ASSIGNMENT - Set down the data below exactly; pictures stay out.

Data extracted from a collection
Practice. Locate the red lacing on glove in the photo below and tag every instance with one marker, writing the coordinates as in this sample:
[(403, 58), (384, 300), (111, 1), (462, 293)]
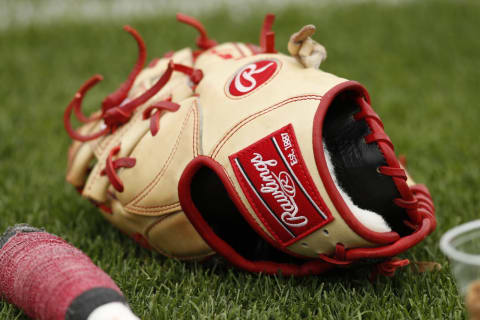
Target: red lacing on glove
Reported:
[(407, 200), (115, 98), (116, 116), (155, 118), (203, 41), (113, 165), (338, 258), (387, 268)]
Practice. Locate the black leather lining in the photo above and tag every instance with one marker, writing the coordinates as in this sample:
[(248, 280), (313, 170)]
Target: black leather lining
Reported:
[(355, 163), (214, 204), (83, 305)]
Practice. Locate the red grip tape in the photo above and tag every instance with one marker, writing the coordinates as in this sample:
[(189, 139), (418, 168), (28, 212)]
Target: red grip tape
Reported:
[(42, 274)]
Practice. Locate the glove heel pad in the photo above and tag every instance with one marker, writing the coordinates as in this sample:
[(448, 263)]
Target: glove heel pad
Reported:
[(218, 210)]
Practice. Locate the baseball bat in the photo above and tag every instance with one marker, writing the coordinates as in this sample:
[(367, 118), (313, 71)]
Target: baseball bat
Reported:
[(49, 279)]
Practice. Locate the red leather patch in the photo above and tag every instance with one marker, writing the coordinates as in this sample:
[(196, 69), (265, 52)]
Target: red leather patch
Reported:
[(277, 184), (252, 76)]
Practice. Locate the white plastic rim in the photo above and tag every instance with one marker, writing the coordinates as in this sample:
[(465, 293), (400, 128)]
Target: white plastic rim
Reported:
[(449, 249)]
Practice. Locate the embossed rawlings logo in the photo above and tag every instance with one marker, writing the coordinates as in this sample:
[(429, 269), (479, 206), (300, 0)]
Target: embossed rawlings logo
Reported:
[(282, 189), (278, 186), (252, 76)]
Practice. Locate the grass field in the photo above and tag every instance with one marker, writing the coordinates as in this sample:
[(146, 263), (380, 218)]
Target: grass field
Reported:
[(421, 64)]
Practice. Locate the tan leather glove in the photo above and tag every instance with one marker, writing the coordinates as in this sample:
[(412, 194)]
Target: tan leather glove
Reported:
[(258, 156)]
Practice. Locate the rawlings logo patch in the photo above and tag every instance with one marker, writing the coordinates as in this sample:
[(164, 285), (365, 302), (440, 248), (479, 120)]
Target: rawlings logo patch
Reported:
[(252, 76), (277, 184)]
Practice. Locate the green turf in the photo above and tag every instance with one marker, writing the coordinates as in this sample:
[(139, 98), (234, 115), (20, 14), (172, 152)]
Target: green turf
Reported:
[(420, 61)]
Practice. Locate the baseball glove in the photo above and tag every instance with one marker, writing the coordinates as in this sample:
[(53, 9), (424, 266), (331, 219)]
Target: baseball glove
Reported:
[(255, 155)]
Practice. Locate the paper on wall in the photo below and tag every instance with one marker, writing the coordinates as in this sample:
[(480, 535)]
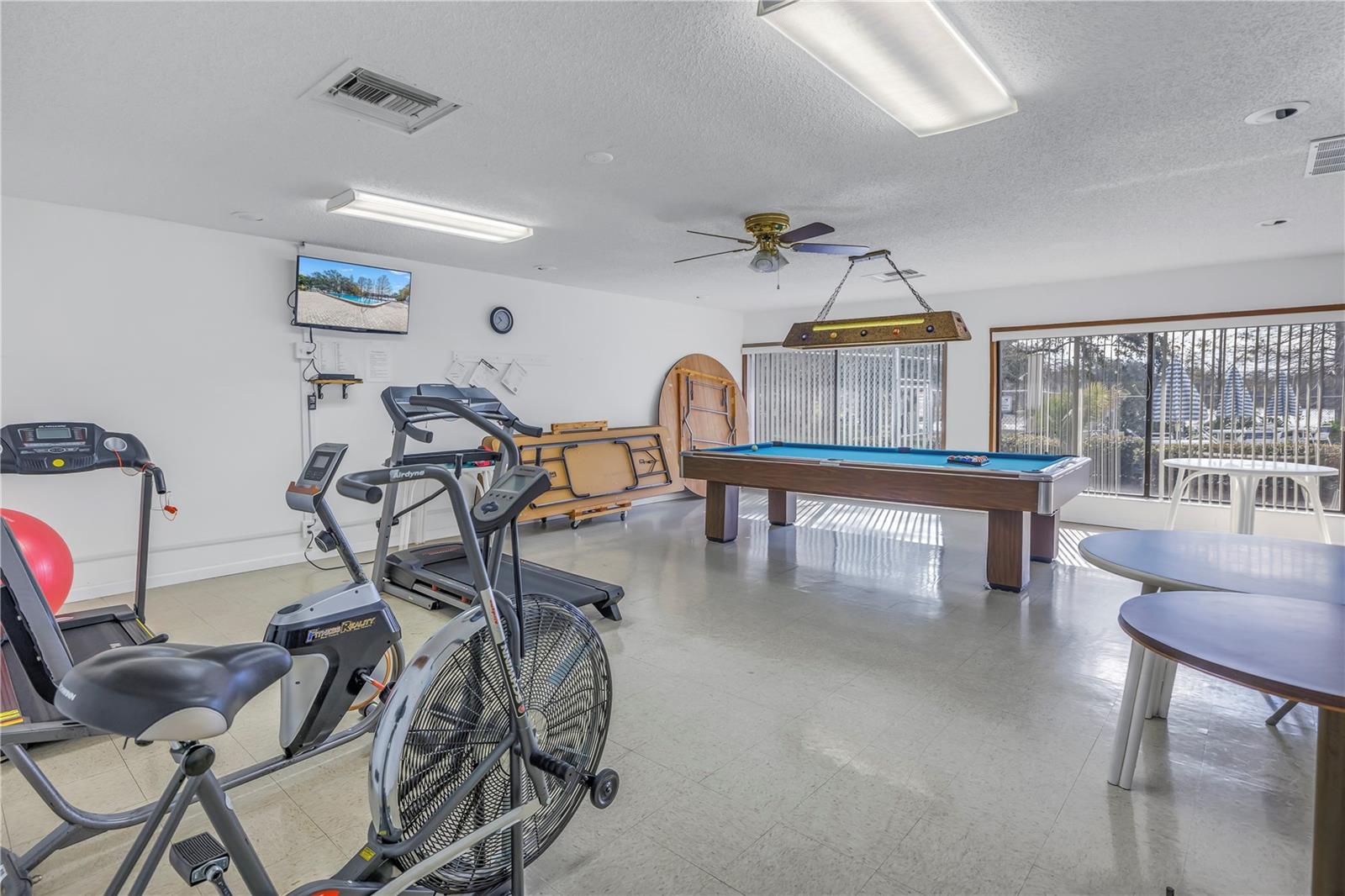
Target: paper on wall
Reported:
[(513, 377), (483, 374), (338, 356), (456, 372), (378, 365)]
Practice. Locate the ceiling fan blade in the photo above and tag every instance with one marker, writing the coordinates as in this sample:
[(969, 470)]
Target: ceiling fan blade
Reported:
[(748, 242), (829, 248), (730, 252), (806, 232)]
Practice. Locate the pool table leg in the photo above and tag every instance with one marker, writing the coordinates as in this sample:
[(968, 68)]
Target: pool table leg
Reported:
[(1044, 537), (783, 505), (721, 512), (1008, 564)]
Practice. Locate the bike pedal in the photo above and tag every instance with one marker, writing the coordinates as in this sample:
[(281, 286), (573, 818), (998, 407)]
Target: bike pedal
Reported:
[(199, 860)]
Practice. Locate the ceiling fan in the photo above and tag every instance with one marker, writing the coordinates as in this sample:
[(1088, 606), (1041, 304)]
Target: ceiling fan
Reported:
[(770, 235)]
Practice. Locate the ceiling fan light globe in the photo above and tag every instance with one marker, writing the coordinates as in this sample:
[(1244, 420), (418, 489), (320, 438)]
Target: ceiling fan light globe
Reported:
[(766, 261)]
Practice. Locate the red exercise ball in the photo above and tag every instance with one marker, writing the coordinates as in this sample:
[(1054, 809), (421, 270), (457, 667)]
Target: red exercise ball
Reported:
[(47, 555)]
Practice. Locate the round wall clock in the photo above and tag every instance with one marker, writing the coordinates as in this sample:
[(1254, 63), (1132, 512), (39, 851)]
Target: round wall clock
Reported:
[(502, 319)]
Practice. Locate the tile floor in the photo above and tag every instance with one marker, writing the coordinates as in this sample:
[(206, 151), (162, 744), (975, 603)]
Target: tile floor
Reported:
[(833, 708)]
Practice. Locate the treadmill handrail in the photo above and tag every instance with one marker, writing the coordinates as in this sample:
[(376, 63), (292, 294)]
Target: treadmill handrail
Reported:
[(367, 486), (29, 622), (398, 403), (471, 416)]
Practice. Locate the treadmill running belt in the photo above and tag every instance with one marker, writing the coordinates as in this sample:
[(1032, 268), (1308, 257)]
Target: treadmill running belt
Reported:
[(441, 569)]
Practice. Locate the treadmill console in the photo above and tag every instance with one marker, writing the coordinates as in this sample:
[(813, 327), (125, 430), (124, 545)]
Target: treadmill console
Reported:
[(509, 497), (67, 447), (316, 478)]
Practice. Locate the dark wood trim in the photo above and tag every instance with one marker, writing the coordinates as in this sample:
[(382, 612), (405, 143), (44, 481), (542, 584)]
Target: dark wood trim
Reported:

WRITTEN RESPONSE -
Practice. Locate the red lacing on glove in the photo below and tag every instance with one marker, writing the coordinates as in this sample:
[(403, 58), (384, 300), (111, 1), (462, 293)]
Target: red lacing on glove
Reported:
[(407, 200), (115, 98), (116, 116), (155, 118), (203, 41), (113, 165), (338, 258), (387, 268)]
Practice. Locate the black leather lining in the photo above and tag every instance with one marker, writing the coordinates as in this sample:
[(248, 280), (313, 170)]
Target: black leather lining
Reported:
[(355, 163), (214, 204), (83, 305)]
Practice. Locate the red grip tape in the photo above and tag every instance with one marker, writing the coordinates as in this sample:
[(189, 139), (418, 168), (28, 212)]
Target: red grip tape
Reported:
[(42, 274)]
Practice. Locate the glove heel pad in the photo above and tag every instance with one marker, writing the coordinates as in this sample:
[(448, 263)]
Target: glove heel pad
Reported:
[(218, 210)]
Practice. Locate the baseball bat in the photo above and tag every instance with one marker, writing the coordinates as in this sample:
[(367, 118), (313, 71)]
Target: baseball bat
Reported:
[(49, 279)]
Practice. Locate the red leather patch in the photo above and tag every instance with one marker, writing the coordinates as in this sample:
[(196, 69), (265, 52)]
Target: red leather patch
Reported:
[(277, 184), (252, 76)]
Practice. Locate the white plastic rim in the photo above and tag every instance with one marker, writing the coordinates as in this sample:
[(465, 293), (400, 128)]
Target: white plastic rim
Reported:
[(449, 249)]
Practice. Locate the embossed rawlings logo in the photo above and tag every instance with one marker, writing the coordinates as in this sample:
[(429, 269), (479, 206), (300, 0)]
Target: embossed rawlings logo
Reported:
[(282, 189), (278, 186), (252, 76)]
Practice. Locate the grass field in the photo above and tag every instance with one marker, writing the coordinates as in this sample:
[(146, 263), (380, 218)]
Target: grass field
Reported:
[(421, 64)]
Practice. Locate the tan leather glove in the photo above and tag every instance with one marker, writing the coordinates as in this sample:
[(412, 194)]
Target: tan leather glove
Reported:
[(258, 156)]
Practice. Locate the rawlings logo patch in the photo above and tag every instance with one marker, writing the coordinates as in this sample:
[(164, 285), (365, 302), (440, 248), (479, 120)]
Target: rawlings logo patch
Reported:
[(252, 76), (277, 184)]
Practice. Locate the green turf in the photo above and tag every instance with one marker, writing the coordinates as in this sample:
[(139, 98), (234, 115), (20, 14), (172, 152)]
Target: green turf
Reported:
[(420, 61)]
Practice. Locate the baseball glove in the photo above and tag every instance with one marker, writing the coordinates as in this sample:
[(53, 9), (424, 266), (331, 219)]
Target: baseball glove
Reported:
[(255, 155)]
Practice. Locate the paper on wall in the photo below and tag every instance with one marker, writing the coordinates as in this sample:
[(480, 535)]
Target: paper on wall
Reported:
[(513, 377), (483, 374), (338, 356), (456, 372), (378, 365)]
Practice. Locate the ceiling fan blade in the photo above and tag every instance with one marker, writing the coordinates as in this sample:
[(969, 470)]
Target: ceiling fan blade
Reported:
[(748, 242), (829, 248), (730, 252), (806, 232)]
Practice. Locate the pool table leg in the photo above and tag every instance with one marker, writing the coordinates as in this sample:
[(968, 68)]
Target: pool table leg
Reported:
[(1044, 537), (783, 505), (721, 512), (1008, 564)]
Practice. Locate the bike pedal in the photo above and tag every instance with one marker, writing the coordinates as in this sample:
[(281, 286), (573, 818), (998, 407)]
Target: bike pedal
Reported:
[(199, 860)]
Practice. Locate the ceiling fan in the photo above and tag every instance with one marker, writing the coordinates as in this sample:
[(1088, 606), (1041, 304)]
Target: ceiling fan
Reported:
[(770, 235)]
Practice. Locate the ceiling fan light globe in the photo above and tag every instance with one marker, writing the coordinates as in this sample:
[(1244, 420), (418, 489), (320, 438)]
Target: ceiling fan light globe
Reported:
[(766, 261)]
Practice. Locate the red exercise ball in the photo above and tag every instance with one marker, writing the coordinates as in this sample:
[(1054, 809), (421, 270), (457, 667)]
Target: red exercise ball
Reported:
[(47, 555)]
Practice. Locate the round wall clock in the photo above and tag every instance with one marker, writing the coordinates as in this sample:
[(1254, 63), (1132, 512), (39, 851)]
Target: round wall clock
Reported:
[(502, 319)]
Practice. Locate the tile floor in the photo above and tag every instance with one marker, writing the coordinates as in this sample:
[(206, 151), (162, 744), (975, 603)]
Target: tile floor
Reported:
[(833, 708)]
Practice. Locate the treadmill handrail in the photo above and tag every instance with one marker, writing the coordinates as in this sample:
[(376, 63), (292, 294)]
Target: treadmill handrail
Reported:
[(367, 486), (29, 622), (398, 403), (471, 416)]
Practice. Locate the treadmill running belt in the photo above and tag every instance with one marker, writing the coordinates as in this sample:
[(1032, 268), (1308, 257)]
Target: treadmill running belt
Reported:
[(441, 569)]
Practice. Locate the treadmill console in the photo above and tag every instance with one marker, writing the coordinates as in this sample:
[(813, 327), (125, 430), (124, 545)]
Target: treadmill console
Reported:
[(509, 497), (67, 447), (316, 478)]
Practice. Locate the dark wood trim in the photo above and tag every instance with one marker, writing the coordinates as in this sample:
[(382, 612), (405, 143), (44, 481), (542, 584)]
Target: dark wood trim
Reported:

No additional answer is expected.